» Recorded information:
- - - -
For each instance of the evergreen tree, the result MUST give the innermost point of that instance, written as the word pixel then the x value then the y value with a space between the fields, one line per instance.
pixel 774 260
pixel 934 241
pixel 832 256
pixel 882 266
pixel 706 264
- - - -
» Try it: The task requires that all the material be restated word for word.

» Response:
For each instance of the evergreen tree, the result MUST give the innermost point of that instance, written as the word pixel then the x value then the y value with a space between the fields, one line per instance.
pixel 774 260
pixel 934 241
pixel 832 256
pixel 882 266
pixel 706 264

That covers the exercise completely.